* [WORK INSTRUCTIONS]: In the records below, the line with "In this picture, where can the wave" opens the range and the line with "In this picture, where can the wet" closes it; print that range exactly and nothing else.

*** RAW DATA ***

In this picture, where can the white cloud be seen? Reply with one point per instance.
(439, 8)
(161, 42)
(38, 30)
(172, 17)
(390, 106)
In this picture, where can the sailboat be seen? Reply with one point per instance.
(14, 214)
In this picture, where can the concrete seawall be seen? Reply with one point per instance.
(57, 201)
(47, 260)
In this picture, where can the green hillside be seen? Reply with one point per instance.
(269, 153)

*** End of RAW DATA ***
*** RAW DATA ***

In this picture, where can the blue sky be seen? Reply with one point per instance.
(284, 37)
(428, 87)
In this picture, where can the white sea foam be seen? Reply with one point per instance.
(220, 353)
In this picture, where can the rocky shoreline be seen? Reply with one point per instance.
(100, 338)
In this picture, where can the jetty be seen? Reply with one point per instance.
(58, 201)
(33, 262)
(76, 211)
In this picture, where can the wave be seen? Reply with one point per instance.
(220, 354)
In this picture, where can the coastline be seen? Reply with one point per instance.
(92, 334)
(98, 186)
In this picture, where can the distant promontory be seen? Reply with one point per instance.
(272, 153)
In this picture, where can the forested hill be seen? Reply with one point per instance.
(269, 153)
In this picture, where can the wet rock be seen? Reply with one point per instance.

*** End of RAW DATA ***

* [OUTPUT]:
In this picture, where can the wave be seen? Reply with one point per instance.
(220, 354)
In this picture, where can the coastline be seen? Reply with one point per instance.
(92, 334)
(98, 186)
In this picture, where can the distant promontory be seen? Reply with one point per instance.
(272, 153)
In this picture, where can the forested hill be seen? Reply with one point per instance.
(269, 153)
In this picture, where can the wet rock be seen? Reply with one point per instance.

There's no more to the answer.